■ WHAT TO DO ■
1 > In the forum thread about supplying a schema to from_json, how does the reply say file content is inferred when files are read?
2 > Continue the forum thread about supplying a schema to from_json, picking up after its final line of code.
[start DOCUMENT SECTION]
Reputation: 1
{ "traffic_fource": "{'name': 'intgreints', 'medium': '(none)', 'source': '(direct)'}" }
This is a parquet file which is having data in json format but value part is in double quotes which makes it a string rather than StructType, I want to unnest it have '_' in between the columns like traffic_fource_name and value will be intgreints and then traffic_fource_medium and the value will be (none).I already have a function which unnest it as i want only if it recognizes the datatype is structType or ArrayType but here I am having the value in double quotes . So I have done the following steps to recognise this as struct type:
schema_traffic = StructType([StructField("name",StringType()),StructField("medium",StringType()),StructField("source",StringType())])
df = df.withColumn("traffic_source", from_json(inp_df.traffic_source, schema_traffic))
This is working fine. But the problem which I am facing is when I am trying to pass the schema through a parameter file. Schema is always in string format where from_json fails.After reading the schema from param file it looks like this :
"StructType([StructField("name",StringType()),StructField("medium",StringType()),StructField("source",StringType())])"
Upvotes: 0
Views: 2067
Reputation: 5487
When you read the files, content will be inferred as string only.
You can have config file with content as shown below. Add column name and corresponding type:
name:string
medium:string
source:string
Read this file and dynamically create StructType schema. I used simple file reader to read and parse configs, you can use any other config parser libraries if you want.
type_to_spark = {"int": IntegerType(), "string": StringType()}
with open("config.conf") as f:
contents = f.read().splitlines()
def prepare_struct(config_lines):
configs = config_lines.split(":")
return StructField(configs[0], type_to_spark[configs[1]])
schema = StructType(list(map(lambda s: prepare_struct(s), contents)))
# Now pass this schema to from_json
You can pass schema in the form of DDL string to from_json. Example code:
>>> df = spark.createDataFrame([('{"id": 1,"name": {"fn": "jk","ln": "jh"}}',)]).toDF("json")
>>> df.show(truncate=False)
+-----------------------------------------+
|json |
+-----------------------------------------+
|{"id": 1,"name": {"fn": "jk","ln": "jh"}}|
+-----------------------------------------+
>>> outDF = df.select(from_json("json","id int, name struct<fn:string,ln:string>"))
[end DOCUMENT SECTION]
[start EXTRACTED DATA]
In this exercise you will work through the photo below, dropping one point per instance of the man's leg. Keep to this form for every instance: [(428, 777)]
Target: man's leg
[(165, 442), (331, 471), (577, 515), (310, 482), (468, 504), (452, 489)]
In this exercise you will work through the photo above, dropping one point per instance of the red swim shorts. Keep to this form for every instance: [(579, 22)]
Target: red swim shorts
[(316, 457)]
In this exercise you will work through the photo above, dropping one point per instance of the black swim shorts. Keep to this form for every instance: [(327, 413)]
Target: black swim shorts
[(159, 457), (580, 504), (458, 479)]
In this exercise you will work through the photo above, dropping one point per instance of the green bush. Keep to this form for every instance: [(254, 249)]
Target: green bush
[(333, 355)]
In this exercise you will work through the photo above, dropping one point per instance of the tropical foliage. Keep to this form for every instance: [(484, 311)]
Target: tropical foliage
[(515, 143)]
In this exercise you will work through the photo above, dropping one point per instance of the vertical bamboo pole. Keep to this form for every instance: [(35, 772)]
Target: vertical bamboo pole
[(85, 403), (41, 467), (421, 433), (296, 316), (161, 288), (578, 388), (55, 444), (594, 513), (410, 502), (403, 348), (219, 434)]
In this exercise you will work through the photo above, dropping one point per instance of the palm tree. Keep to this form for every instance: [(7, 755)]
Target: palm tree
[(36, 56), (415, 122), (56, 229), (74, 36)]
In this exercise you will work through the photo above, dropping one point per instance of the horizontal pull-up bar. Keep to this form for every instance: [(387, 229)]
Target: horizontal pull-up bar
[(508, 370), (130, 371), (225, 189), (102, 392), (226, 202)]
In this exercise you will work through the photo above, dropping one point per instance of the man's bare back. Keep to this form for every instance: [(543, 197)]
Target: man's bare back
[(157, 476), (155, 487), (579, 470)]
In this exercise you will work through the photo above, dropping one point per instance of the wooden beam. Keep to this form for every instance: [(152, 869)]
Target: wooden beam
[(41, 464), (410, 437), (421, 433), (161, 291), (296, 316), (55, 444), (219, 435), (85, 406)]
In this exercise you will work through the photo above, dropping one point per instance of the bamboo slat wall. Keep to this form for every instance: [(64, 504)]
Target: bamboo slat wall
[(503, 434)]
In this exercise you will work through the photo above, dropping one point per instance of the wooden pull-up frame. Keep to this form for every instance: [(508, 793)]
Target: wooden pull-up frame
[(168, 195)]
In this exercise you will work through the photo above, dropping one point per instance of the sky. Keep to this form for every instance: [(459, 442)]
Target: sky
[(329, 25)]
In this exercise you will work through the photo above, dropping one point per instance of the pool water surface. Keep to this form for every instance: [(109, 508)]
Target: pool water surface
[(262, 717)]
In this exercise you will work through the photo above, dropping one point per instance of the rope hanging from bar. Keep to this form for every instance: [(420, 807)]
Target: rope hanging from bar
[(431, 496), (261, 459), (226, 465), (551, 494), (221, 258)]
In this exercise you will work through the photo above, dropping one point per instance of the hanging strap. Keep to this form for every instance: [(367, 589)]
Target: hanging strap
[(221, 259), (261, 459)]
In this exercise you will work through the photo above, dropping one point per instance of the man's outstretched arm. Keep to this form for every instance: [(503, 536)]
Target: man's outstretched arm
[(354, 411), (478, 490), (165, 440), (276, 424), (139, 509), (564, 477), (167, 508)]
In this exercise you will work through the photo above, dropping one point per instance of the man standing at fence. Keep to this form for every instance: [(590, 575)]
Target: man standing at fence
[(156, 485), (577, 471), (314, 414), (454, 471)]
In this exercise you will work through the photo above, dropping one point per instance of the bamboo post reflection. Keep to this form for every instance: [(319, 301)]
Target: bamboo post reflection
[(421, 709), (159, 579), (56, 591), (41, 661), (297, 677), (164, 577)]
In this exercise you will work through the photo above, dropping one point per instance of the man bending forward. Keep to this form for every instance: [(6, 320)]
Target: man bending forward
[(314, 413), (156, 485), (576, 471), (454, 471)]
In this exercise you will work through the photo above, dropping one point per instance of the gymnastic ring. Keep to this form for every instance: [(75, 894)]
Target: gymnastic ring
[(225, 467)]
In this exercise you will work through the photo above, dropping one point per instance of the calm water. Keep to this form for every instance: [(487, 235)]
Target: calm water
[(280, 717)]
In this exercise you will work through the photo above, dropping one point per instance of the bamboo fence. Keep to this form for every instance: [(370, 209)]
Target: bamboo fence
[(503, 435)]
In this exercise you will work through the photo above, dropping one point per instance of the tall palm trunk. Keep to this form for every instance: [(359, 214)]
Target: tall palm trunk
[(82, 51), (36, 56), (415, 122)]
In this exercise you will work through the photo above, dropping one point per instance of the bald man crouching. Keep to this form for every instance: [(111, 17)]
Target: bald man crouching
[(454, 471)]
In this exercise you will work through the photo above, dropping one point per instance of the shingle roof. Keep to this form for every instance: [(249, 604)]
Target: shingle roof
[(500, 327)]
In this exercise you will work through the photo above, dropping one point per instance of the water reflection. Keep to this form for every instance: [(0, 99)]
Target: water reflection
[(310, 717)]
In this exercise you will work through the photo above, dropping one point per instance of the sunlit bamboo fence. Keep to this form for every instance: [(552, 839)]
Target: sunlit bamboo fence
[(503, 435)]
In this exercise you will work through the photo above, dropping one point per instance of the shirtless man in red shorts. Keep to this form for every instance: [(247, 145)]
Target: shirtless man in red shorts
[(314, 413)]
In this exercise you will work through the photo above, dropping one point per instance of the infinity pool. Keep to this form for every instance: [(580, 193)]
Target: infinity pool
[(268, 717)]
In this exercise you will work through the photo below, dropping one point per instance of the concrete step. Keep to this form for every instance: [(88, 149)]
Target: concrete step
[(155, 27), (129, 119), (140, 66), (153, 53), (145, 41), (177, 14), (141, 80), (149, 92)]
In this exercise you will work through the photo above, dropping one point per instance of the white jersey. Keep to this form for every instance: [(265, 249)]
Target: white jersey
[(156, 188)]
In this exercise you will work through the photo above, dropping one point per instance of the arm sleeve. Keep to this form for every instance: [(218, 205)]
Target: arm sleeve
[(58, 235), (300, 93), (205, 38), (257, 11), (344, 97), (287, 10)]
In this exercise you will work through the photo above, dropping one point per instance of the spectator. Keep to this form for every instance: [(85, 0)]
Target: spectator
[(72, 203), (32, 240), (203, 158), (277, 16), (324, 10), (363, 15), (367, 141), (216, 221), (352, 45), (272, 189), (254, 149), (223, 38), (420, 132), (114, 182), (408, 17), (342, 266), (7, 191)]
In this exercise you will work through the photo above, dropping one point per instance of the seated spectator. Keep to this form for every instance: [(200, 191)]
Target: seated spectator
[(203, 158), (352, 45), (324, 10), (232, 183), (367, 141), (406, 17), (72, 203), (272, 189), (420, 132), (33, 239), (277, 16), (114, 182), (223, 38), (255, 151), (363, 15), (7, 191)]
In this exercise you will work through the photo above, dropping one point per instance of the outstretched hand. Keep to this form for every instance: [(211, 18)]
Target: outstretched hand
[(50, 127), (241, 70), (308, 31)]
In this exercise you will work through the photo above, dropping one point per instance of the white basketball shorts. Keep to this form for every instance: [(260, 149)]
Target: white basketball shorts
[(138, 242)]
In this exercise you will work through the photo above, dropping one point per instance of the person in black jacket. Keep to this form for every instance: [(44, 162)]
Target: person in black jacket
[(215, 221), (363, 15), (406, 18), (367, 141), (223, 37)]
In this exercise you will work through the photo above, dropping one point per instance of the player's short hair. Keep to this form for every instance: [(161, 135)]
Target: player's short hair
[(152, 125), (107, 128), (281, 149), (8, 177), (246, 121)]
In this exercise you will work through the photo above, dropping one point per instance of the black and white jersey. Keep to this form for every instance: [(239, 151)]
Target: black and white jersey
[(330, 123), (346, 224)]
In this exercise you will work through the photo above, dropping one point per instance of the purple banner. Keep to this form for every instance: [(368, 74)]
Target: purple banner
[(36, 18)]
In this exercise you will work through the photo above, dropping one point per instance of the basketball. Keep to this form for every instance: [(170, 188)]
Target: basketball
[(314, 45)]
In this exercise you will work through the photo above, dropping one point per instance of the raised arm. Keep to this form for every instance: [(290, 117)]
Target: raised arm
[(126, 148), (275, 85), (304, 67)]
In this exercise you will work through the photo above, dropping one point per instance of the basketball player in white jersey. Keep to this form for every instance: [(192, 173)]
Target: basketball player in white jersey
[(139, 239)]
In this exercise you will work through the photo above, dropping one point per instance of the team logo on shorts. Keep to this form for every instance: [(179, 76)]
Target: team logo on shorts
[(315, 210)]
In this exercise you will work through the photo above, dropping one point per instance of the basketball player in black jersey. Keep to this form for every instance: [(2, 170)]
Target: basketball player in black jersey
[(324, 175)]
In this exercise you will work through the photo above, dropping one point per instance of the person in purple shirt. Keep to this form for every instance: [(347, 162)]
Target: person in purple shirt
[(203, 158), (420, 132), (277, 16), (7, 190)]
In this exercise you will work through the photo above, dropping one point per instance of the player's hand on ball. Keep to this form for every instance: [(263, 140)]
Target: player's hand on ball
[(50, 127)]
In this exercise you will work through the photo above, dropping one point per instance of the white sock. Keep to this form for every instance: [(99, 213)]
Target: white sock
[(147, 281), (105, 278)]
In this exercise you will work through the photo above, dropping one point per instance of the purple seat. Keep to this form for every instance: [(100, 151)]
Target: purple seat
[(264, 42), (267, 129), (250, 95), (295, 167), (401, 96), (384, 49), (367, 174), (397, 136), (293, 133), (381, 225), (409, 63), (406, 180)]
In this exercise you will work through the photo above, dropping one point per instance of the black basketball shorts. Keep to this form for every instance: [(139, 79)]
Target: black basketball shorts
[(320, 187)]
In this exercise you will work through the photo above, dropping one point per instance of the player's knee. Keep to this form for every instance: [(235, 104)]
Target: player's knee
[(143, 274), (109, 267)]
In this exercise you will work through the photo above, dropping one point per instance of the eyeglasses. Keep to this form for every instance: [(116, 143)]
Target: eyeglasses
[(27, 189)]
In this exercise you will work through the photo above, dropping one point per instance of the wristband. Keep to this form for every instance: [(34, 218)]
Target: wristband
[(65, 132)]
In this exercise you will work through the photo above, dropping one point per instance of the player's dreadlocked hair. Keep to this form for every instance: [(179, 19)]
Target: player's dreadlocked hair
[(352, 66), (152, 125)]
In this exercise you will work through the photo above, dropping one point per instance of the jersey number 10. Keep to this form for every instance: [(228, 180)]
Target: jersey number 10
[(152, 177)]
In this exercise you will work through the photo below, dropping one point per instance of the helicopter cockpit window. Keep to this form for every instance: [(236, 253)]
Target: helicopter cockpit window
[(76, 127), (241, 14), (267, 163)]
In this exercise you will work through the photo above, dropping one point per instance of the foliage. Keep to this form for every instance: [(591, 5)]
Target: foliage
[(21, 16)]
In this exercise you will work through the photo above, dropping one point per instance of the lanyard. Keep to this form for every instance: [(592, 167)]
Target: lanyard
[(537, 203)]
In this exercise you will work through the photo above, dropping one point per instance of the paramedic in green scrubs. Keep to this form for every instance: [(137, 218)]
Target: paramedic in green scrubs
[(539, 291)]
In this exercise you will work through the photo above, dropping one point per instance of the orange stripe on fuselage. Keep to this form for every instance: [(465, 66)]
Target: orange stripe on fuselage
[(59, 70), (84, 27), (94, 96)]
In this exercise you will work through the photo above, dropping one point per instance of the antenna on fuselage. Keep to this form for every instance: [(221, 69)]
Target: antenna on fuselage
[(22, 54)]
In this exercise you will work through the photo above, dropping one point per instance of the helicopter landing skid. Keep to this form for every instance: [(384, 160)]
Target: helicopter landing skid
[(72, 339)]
[end EXTRACTED DATA]
■ RESPONSES ■
1 > It is inferred as string only.

2 >
>>> outDF.show()
+---------------+
|from_json(json)|
+---------------+
| {1, {jk, jh}}|
+---------------+
>>> outDF.printSchema()
root
|-- from_json(json): struct (nullable = true)
| |-- id: integer (nullable = true)
| |-- name: struct (nullable = true)
| | |-- fn: string (nullable = true)
| | |-- ln: string (nullable = true)
You can place your ddl schema in a file then read the file, store the schema in a variable and pass the schema variable to from_json.
Upvotes: 0
Reputation: 1
Awesome . I do have columns which are nested so if i again have to use StructType then how i can do that : "FireAnalyse": "[{'value': 'firebase_previous_screen', 'key': {'string_value': 'NewUser', 'int_value': 'None', 'float_value': 'None', 'double_value': 'None'}}, {'value': 'firebase_previous_class', 'key': {'string_value': 'UserDetails', 'int_value': 'None', 'float_value': None, 'double_value': None}}]"
So First i have removed the array brackets: inp_df = inp_df.withColumn("FireAnalyse", func.split(inp_df['FireAnalyse'], ']')[0]) inp_df = inp_df.withColumn("FireAnalyse", func.split(inp_df['FireAnalyse'], '[')[1])
schema = StructType([StructField("key",StringType()),StructField("value",StructType([StructField("string_value",StringType()),StructField("int_value",IntegerType()),StructField("float_value",FloatType()),StructField("double_value",DoubleType())]))])
inp_df = inp_df.withColumn("event_params", from_json(inp_df.event_params, schema))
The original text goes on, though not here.